= Documento de origem =
打印全文
Processo n.º 270/2021 Data do acórdão: 2022-3-17
(Autos de recurso penal)
Assuntos:
– crime de falsificação de documentos
– art.o 18.o, n.o 2, da Lei n.o 6/2004
– art.o 9.o do Código Penal
– crime não de resultado
S U M Á R I O
1. Da letra do n.o 2 do art.o 18.o da Lei n.o 6/2004 resulta que o delito penal aí descrito não é um crime de resultado, em doutrina penal falando, já que neste tipo-de-ilícito não se exige o resultado de obtenção de qualquer dos documentos legalmente exigidos para a entrada, permanência ou autorização de residência na Região Administrativa Especial de Macau, mas sim a intenção de obtenção deste tipo de documentos.
2. Daí que a norma do art.o 9.o do Código Penal (que dispõe à partida que “Quando um tipo legal de crime compreender um certo resultado”…), com mira em crime de resultado, não é aplicável ao crime de falsificação de documentos acima referido.
O relator,
Chan Kuong Seng

Processo n.º 270/2021
(Recurso em processo penal)
Recorrente: Ministério Público
Recorrido: 1.o arguido A (A)






ACORDAM NO TRIBUNAL DE SEGUNDA INSTÂNCIA DA
REGIÃO ADMINISTRATIVA ESPECIAL DE MACAU
I – RELATÓRIO
Por acórdão proferido a fls. 541 a 557v do Processo Comum Colectivo n.° CR3-20-0162-PCC do 3.o Juízo Criminal do Tribunal Judicial de Base, ficou o 1.o arguido A, aí já melhor identificado, absolvido de um dos quatro crimes consumados, por que vinha acusado como co-autor material, de falsificação de documentos, p. e p. pelo art.o 18.o, n.o 2 (com referência ao n.o 1), da Lei n.o 6/2004 (com referência ao meio previsto na alínea b) do n.o 1 do art.o 244.o do Código Penal (CP)).
Veio recorrer a Digna Delegada do Procurador para este Tribunal de Segunda Instância (TSI), alegando, no essencial, o seguinte, na motivação apresentada a fls. 569 a 577v dos presentes autos correspondentes, para pedir a condenação do 1.o arguido no dito crime absolvido pela Primeira Instância:
– a decisão absolutória penal em causa violou o disposto no art.o 9.o do CP;
– desde o início, o 1.o arguido tinha participado nos factos;
– deve, pois, ele passar a ser condenado no referido crime, indevidamente absolvido.

= Objetivo A =
Extraia sem alterações as linhas da listagem, desde a primeira linha da listagem até à linha que contém "x=915 y=654", ambas incluídas. Deixe as imagens de fora da resposta.

= Entradas apresentadas =
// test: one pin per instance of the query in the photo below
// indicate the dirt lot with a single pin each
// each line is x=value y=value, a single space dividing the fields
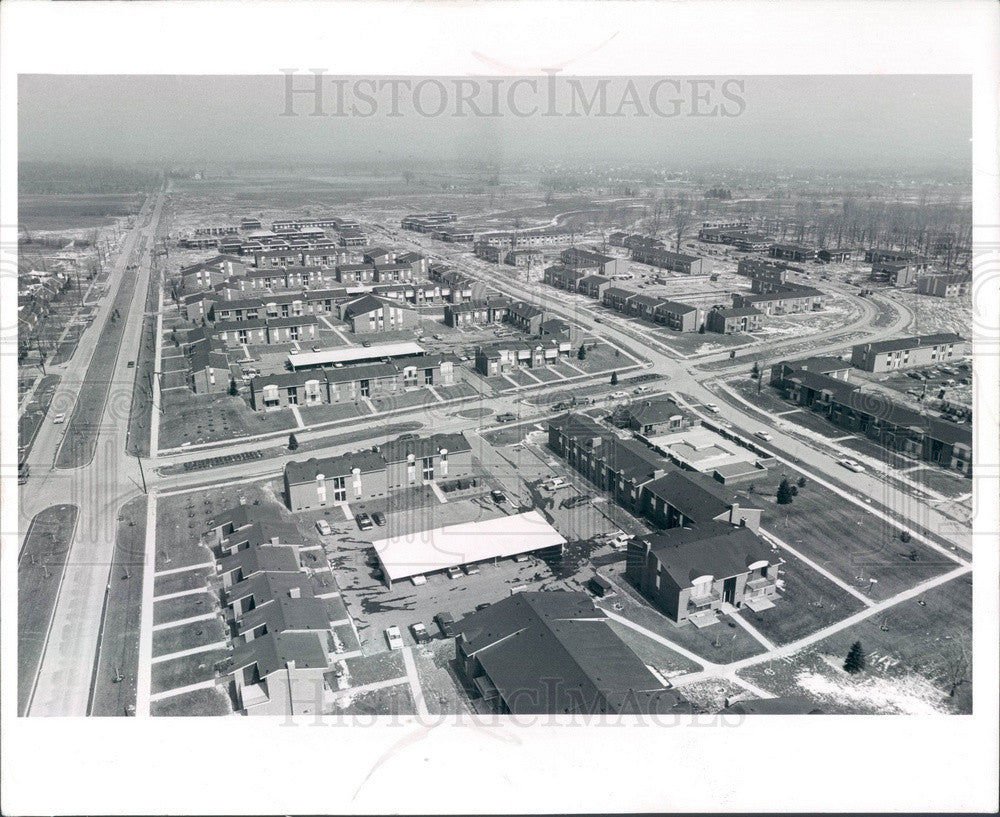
x=915 y=654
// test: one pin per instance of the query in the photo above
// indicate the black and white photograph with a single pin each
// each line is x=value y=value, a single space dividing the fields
x=517 y=409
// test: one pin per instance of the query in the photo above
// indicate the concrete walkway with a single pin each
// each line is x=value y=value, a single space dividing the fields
x=414 y=679
x=770 y=537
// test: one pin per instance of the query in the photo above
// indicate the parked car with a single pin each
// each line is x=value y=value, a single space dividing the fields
x=446 y=621
x=394 y=637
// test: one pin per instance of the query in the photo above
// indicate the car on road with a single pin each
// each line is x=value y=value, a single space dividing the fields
x=446 y=621
x=394 y=637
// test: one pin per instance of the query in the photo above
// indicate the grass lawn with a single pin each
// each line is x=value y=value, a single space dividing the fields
x=369 y=669
x=119 y=650
x=84 y=423
x=202 y=418
x=212 y=701
x=191 y=669
x=188 y=636
x=911 y=663
x=720 y=643
x=183 y=607
x=807 y=602
x=39 y=575
x=179 y=582
x=849 y=544
x=394 y=700
x=34 y=412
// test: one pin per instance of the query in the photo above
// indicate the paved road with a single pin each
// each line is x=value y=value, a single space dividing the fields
x=98 y=488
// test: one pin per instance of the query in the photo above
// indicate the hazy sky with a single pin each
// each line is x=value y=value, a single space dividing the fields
x=897 y=122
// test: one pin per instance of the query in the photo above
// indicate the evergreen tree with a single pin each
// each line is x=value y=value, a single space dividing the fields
x=855 y=662
x=784 y=492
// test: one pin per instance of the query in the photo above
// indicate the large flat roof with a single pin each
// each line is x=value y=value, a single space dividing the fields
x=428 y=551
x=353 y=354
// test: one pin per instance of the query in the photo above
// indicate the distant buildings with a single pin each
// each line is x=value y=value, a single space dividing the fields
x=922 y=350
x=673 y=261
x=731 y=321
x=945 y=286
x=373 y=473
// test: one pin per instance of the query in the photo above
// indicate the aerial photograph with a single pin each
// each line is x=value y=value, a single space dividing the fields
x=346 y=397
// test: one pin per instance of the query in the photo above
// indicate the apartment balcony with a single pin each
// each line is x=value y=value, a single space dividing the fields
x=704 y=601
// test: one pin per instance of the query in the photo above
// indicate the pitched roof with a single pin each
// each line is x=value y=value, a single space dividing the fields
x=553 y=652
x=711 y=549
x=697 y=496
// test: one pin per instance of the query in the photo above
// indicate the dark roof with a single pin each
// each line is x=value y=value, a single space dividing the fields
x=553 y=652
x=339 y=466
x=697 y=496
x=273 y=652
x=911 y=343
x=711 y=549
x=821 y=365
x=271 y=558
x=285 y=613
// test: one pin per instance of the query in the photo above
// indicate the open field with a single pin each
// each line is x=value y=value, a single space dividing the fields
x=855 y=547
x=84 y=425
x=40 y=569
x=116 y=666
x=916 y=654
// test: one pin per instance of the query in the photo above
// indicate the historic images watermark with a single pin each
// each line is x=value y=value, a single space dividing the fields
x=313 y=93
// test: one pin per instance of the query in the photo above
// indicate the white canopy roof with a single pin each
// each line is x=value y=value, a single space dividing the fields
x=428 y=551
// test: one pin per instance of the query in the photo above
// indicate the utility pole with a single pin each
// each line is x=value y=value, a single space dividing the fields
x=142 y=474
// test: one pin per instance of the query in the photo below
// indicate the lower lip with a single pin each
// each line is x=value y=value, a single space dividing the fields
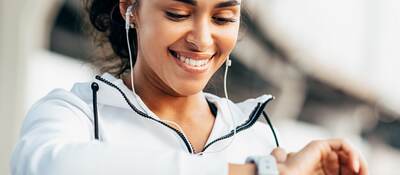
x=191 y=69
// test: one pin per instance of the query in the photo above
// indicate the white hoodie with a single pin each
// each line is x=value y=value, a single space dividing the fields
x=57 y=136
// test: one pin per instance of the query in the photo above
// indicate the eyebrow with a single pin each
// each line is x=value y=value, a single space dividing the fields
x=219 y=5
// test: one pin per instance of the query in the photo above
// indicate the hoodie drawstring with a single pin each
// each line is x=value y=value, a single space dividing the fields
x=95 y=88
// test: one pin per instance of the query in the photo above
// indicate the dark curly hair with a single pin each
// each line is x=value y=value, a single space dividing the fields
x=109 y=32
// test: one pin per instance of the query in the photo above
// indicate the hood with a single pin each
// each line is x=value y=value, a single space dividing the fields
x=113 y=92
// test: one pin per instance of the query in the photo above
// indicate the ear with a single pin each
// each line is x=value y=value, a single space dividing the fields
x=123 y=6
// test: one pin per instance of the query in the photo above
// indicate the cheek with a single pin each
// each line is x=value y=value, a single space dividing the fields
x=156 y=36
x=226 y=41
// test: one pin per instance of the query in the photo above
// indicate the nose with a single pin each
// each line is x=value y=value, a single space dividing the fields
x=200 y=38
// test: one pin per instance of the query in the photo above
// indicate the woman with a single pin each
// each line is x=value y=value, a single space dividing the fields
x=162 y=122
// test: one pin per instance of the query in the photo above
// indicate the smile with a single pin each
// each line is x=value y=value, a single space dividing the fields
x=194 y=63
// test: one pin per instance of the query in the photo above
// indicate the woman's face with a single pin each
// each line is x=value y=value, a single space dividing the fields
x=182 y=43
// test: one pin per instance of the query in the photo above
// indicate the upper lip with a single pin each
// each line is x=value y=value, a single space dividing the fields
x=195 y=55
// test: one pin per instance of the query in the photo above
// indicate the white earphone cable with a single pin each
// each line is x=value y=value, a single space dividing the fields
x=228 y=63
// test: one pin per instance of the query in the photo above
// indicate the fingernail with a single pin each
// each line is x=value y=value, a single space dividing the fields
x=356 y=166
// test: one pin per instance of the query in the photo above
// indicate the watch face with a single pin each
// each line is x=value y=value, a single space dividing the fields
x=267 y=166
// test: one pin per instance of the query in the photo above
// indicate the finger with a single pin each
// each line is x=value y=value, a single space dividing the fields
x=331 y=164
x=341 y=145
x=279 y=154
x=363 y=167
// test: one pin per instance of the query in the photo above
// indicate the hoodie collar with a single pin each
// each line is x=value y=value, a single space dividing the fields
x=109 y=95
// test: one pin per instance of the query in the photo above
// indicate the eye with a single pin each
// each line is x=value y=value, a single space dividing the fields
x=175 y=16
x=223 y=21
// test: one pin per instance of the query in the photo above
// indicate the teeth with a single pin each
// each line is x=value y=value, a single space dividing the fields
x=192 y=62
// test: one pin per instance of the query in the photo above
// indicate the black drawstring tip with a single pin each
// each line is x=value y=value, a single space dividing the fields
x=95 y=86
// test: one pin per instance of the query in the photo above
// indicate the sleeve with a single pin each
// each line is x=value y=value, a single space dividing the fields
x=56 y=139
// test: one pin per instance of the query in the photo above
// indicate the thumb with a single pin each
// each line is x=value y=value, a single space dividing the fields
x=279 y=154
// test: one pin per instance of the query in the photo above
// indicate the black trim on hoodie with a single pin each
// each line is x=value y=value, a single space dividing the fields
x=250 y=122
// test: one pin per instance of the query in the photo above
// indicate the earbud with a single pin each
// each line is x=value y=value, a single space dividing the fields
x=228 y=62
x=128 y=16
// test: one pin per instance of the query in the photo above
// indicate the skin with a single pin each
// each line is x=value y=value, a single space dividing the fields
x=158 y=76
x=178 y=92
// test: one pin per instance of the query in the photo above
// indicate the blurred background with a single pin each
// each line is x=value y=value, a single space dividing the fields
x=332 y=66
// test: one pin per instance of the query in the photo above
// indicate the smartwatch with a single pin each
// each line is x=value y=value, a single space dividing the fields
x=266 y=165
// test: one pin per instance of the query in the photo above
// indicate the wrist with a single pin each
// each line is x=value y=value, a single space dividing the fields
x=242 y=169
x=283 y=169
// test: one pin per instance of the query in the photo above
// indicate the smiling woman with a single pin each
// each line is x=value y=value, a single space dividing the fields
x=151 y=116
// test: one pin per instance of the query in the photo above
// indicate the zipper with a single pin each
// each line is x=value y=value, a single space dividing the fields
x=255 y=114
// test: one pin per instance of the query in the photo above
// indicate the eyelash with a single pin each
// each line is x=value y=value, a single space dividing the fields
x=218 y=20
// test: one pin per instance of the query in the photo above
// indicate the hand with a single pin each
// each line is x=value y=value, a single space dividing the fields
x=325 y=157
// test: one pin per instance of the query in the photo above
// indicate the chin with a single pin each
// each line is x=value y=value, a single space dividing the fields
x=189 y=89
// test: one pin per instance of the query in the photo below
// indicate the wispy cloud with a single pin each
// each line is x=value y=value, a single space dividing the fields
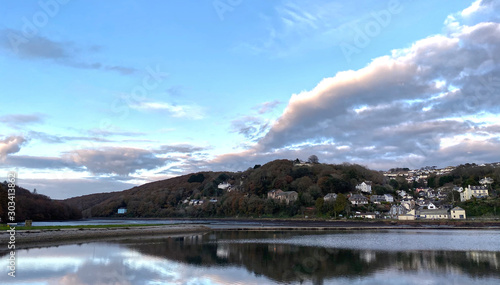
x=179 y=111
x=65 y=53
x=404 y=108
x=10 y=145
x=267 y=107
x=17 y=120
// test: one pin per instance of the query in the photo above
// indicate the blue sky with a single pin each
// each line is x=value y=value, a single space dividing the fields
x=102 y=95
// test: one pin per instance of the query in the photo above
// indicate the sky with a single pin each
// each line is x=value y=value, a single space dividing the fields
x=101 y=96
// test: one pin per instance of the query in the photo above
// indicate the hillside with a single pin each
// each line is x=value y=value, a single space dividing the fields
x=167 y=198
x=35 y=207
x=198 y=195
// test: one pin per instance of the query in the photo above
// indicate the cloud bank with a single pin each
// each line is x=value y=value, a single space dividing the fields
x=431 y=103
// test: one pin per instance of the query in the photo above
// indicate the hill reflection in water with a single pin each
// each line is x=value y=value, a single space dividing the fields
x=266 y=257
x=289 y=262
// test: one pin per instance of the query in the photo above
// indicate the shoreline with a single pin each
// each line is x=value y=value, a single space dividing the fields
x=53 y=237
x=49 y=237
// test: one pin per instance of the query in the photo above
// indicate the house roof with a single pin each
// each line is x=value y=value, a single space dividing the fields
x=433 y=212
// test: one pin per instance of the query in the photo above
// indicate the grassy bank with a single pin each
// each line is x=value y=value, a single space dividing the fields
x=18 y=228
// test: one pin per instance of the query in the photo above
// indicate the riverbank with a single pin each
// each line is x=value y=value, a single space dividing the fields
x=47 y=237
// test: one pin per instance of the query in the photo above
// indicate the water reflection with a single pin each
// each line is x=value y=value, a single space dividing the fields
x=239 y=257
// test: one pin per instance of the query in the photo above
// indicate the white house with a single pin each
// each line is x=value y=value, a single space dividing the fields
x=486 y=180
x=330 y=197
x=458 y=213
x=357 y=199
x=224 y=185
x=388 y=198
x=365 y=186
x=473 y=191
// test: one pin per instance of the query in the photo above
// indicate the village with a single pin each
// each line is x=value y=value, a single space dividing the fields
x=428 y=205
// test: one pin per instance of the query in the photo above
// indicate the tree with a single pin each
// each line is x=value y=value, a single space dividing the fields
x=319 y=206
x=340 y=204
x=313 y=159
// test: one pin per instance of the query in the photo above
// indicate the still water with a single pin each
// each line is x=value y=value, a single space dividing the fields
x=257 y=257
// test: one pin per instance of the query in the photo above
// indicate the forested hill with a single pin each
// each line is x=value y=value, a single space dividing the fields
x=247 y=196
x=31 y=206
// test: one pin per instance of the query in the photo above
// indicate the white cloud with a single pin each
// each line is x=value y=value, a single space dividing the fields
x=11 y=145
x=179 y=111
x=399 y=108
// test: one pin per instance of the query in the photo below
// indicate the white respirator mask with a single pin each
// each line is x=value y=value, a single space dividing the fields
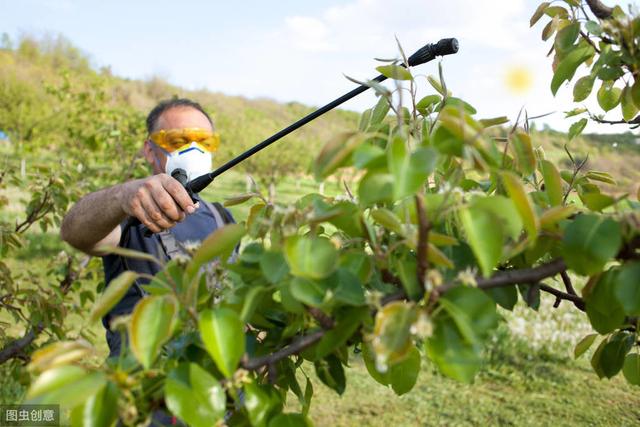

= Objetivo B =
Continue o acórdão sobre o recurso relativo ao crime de falsificação de documentos a partir do ponto em que o texto termina.

= Resposta do exercício A =
// test: one pin per instance of the query in the photo below
// indicate the dirt lot with a single pin each
// each line is x=value y=value, a single space dividing the fields
x=915 y=654

= Resposta do exercício B =
Ao recurso, respondeu o 1.o arguido a fls. 601 a 605 dos presentes autos, defendendo o não provimento do recurso.
Subidos os autos, emitiu a Digna Procuradora-Adjunta parecer a fls. 616 a 617v dos autos, pugnando pela condenação do 1.o arguido por mais um crime de falsificação de documento, então absolvido em primeira instância.
Feito o exame preliminar e corridos os vistos, cumpre decidir.
II – FUNDAMENTAÇÃO FÁCTICA
Do exame dos autos, sabe-se o seguinte:
1. O acórdão ora recorrido ficou proferido a fls. 541 a 557v dos autos, cuja fundamentação fáctica, probatória e jurídica se dá por aqui integralmente reproduzida.
2. A acusação pública encontrou-se deduzida inclusivamente contra o 1.o arguido a fls. 426 a 430, cujo teor integral se dá por aqui inteiramente reproduzido.
III – FUNDAMENTAÇÃO JURÍDICA
Na motivação do recurso sub judice, foi assacado ao acórdão final da Primeira Instância na parte respeitante à absolvição do 1.o arguido de um dos quatro acusados crimes consumados de falsificação de documentos, p. e p. pelo art.o 18.o, n.o 2 (com referência ao n.o 1), da Lei n.o 6/2004, com referência ao meio previsto na alínea b) do n.o 1 do art.o 244.o do CP.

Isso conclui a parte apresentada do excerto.